### Task to carry out
Output exactly, please, the lines of the records below from the one containing "Where can the finger be" through the final line.

[Items from a dataset]
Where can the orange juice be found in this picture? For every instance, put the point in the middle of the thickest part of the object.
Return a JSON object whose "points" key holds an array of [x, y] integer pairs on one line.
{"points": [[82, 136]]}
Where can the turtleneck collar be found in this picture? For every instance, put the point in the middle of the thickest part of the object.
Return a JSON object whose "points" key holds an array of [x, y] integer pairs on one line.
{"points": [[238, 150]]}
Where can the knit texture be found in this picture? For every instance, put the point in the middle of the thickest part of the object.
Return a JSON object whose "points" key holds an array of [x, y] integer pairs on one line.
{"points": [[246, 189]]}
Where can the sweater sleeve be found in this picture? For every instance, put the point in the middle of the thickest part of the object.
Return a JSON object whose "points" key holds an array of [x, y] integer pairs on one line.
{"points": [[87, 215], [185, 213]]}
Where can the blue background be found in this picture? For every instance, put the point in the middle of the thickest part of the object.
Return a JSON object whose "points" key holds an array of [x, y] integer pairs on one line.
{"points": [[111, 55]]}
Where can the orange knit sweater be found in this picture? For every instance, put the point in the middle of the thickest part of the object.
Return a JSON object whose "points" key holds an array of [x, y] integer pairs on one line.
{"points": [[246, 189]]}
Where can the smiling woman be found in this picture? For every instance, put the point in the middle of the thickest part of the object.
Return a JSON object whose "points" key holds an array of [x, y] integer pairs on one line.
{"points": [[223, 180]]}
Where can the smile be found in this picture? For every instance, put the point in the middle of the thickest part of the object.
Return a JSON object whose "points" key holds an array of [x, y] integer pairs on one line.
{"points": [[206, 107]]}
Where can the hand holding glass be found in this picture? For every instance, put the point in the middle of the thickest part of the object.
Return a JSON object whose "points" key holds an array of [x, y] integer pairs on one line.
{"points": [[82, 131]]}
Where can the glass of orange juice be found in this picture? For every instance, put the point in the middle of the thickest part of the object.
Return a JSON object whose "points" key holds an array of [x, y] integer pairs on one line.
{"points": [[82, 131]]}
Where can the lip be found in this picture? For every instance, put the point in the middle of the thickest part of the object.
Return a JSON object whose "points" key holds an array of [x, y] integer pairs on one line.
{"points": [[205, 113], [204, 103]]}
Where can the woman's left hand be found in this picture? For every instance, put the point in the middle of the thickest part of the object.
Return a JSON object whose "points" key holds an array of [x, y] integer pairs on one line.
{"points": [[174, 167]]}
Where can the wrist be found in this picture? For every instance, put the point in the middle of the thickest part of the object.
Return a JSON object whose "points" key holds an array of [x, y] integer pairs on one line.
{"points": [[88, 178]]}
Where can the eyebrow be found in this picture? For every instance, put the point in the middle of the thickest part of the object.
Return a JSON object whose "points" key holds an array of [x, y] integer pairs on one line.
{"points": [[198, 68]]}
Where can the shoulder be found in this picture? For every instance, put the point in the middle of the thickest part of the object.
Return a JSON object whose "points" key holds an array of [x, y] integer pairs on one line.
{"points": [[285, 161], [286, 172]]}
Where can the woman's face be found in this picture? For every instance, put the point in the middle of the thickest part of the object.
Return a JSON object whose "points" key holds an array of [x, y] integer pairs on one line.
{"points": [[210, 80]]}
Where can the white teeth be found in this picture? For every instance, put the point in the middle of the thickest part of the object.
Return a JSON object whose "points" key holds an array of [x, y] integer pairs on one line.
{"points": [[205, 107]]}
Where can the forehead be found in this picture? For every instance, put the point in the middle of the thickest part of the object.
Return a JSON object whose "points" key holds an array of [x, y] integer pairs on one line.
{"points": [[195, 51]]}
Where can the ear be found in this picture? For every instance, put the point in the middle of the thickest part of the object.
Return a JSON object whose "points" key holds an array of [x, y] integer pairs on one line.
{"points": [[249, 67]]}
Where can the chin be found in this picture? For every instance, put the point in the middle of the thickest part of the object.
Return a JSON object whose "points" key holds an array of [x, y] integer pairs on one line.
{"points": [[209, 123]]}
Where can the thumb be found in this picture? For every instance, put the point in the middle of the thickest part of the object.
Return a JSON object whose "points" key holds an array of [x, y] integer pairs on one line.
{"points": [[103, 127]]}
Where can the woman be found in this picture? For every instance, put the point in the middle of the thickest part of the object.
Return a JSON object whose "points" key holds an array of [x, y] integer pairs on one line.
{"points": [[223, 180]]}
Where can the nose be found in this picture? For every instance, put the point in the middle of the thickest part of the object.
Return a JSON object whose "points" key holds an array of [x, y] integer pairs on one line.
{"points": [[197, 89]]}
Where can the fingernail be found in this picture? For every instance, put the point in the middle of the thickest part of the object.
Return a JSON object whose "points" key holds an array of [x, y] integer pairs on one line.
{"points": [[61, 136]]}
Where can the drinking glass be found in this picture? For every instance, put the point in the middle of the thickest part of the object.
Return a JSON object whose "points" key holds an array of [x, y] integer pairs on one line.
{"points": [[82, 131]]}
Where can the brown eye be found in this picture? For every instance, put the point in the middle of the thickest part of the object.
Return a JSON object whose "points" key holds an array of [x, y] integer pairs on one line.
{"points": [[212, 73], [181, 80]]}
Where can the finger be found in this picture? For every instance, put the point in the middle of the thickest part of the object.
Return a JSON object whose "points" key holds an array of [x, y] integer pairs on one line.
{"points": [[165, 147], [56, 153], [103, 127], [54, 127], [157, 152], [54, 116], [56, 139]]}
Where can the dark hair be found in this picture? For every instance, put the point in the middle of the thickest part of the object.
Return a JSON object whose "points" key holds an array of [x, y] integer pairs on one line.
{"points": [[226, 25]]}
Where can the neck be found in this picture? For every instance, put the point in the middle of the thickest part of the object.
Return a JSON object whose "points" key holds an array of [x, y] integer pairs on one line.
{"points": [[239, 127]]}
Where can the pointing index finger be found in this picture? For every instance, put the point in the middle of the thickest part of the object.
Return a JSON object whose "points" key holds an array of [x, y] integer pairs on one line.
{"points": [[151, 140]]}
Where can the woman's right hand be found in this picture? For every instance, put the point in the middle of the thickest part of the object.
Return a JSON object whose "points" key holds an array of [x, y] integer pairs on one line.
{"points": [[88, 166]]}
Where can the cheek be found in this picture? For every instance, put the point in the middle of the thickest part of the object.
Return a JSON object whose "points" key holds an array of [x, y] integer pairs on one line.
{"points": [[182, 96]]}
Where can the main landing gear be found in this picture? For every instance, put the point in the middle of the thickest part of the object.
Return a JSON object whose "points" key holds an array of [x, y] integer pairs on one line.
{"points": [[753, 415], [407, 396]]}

### Final result
Where can the finger be found in this picture? For every instance, put the point in the middle of the thickest part of the object.
Return a JSON object whose "points" key holds an array of [x, y] integer pairs on one line.
{"points": [[165, 147], [56, 153], [103, 127], [54, 127], [157, 152], [54, 116], [56, 139]]}
Where can the dark hair be found in this picture? For every instance, put the point in the middle of the thickest part of the object.
Return a JSON object whose "points" key holds an array of [x, y] integer pairs on one line.
{"points": [[226, 25]]}
Where can the neck be found in this picture? For every instance, put the point in the middle of the thickest part of the object.
Return a JSON object whose "points" key holds an array of [x, y] integer pairs on one line.
{"points": [[239, 127]]}
Where can the pointing index finger be found in this picture? For every instance, put the point in the middle of the thickest part of the object.
Return a JSON object whose "points" key holds an array of [x, y] integer pairs on one line.
{"points": [[151, 140]]}
Where can the woman's right hand be found in this picture? For every instance, put the point in the middle of the thickest part of the object.
Return a JSON object whose "points" key holds an array of [x, y] integer pairs on one line.
{"points": [[88, 166]]}
Where can the cheek be found in this picture? For every instance, put the point in the middle of the thickest part of the object.
Return a JSON object whose "points" key holds an array of [x, y] integer pairs on one line.
{"points": [[182, 96]]}
Where can the main landing gear be found in this picture? For every instance, put the point in the middle of the thickest part of the object.
Return a JSON object whose "points" key holds an array of [x, y] integer pairs on one line.
{"points": [[753, 415], [407, 396]]}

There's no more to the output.